▶ SELECTED TEXT
....

1. The problem statement, all variables and given/known data
for every (x,y) in ℝ^2:

f(x^2+f(y))= y-x^2

2. Relevant equations

Find all functions.

3. The attempt at a solution
I was wondering if rewriting it as x^2+f(y)=f^-1(y-x^2)?

2. Dec 3, 2011

micromass

So, what is the question?? And what is f??

3. Dec 3, 2011

deluks917

I believe the idea is to find all functions satisfying that condition.

4. Dec 3, 2011

mtayab1994

Yes that's what it is. Find all functions satisfying that condition.

5. Dec 3, 2011

micromass

Note that

$$x^2+f(x^2+f(y))=y$$

So if we define

$$g_x(y):=x^2+f(y)$$

Then what can you say about $g_x\circ g_x$?

6. Dec 3, 2011

mtayab1994

I don't get what you're trying to tell me with gx∘gx.

I understand that its a category from gx to gx, so u can say: gx(g(x)). right?

7. Dec 3, 2011

Quinzio

I'm sorry for my intrusion, but after having spent some time on this I would like to add my comment.
From intuition and some trials I can say the $f(x) = -x$ works.
So that:
$f(y) = -y$
$f(y) + x^2= -y+x^2$
$f(f(y) + x^2)= y-x^2$

But is there an analytical or mechanical way to solve these problems ?

I can't get this too. Maybe one should apply the derivative ???

8. Dec 3, 2011

Dick

I'd try just differentiating both sides with respect to x.

9. Dec 3, 2011

micromass

Yes, but what if f is not differentiable??

10. Dec 3, 2011

Quinzio

But it's not a function of 2 variables. There's only one "input".

11. Dec 3, 2011

mtayab1994

f(f(y)+x^x)=y−x^2 can also be written as fof(y)+f(x^2)=y-x^2

12. Dec 3, 2011

Quinzio

But the problem says "find all the solutions". So there are more than 1 ? What the others look like then ?

13. Dec 3, 2011

Dick

I'd say find all the differentiable ones first, then try thinking about if there could be more.

14. Dec 3, 2011

Dick

Treat y as a constant.

15. Dec 3, 2011

mtayab1994

I don't know that's what i'm trying to reach but i also got this one:

y=f^-1(f^-1(y-x^2)-x^2)

16. Dec 3, 2011

micromass

Yes, but you got to watch out. f is not necessarily invertible. So the function $f^{-1}$ might not exist!!

17. Dec 3, 2011

mtayab1994

Yes but is it correct?

18. Dec 3, 2011

mtayab1994

That's the question, its the second one if you understand some french micromass.

19. Dec 3, 2011

micromass

Not until you show f to be invertible. What happens if x=0 ?

20. Dec 3, 2011

mtayab1994

for x=0 you get fof(y)=y and f(y)=f^-1(y)

....

▶ DATA SHOWN
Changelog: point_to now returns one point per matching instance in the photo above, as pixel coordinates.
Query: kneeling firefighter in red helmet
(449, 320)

....

▶ TASK BRIEF
Copy out the stretch of the functional equation thread from "But is there" through "respect to x.".

▶ OUTPUT OF THE TASK
But is there an analytical or mechanical way to solve these problems ?

I can't get this too. Maybe one should apply the derivative ???

8. Dec 3, 2011

Dick

I'd try just differentiating both sides with respect to x.